**Segmentation labeling lines:**

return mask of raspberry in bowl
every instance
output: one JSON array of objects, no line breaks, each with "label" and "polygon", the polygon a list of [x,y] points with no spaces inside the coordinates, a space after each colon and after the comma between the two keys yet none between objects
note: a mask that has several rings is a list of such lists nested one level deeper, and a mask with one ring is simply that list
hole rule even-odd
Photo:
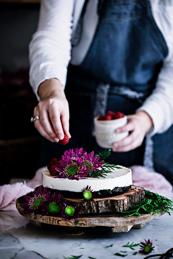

**Required task:**
List every line above that contains the word "with", copying each one in full.

**Correct output:**
output: one JSON array of objects, no line breaks, each with "label" and "polygon", the polygon a list of [x,y] points with no spaces inside the coordinates, a space after each colon and after the comma between the two keys yet none between objects
note: a mask that has several rings is a list of such lists nested one level deeper, and a mask with one ring is simply that list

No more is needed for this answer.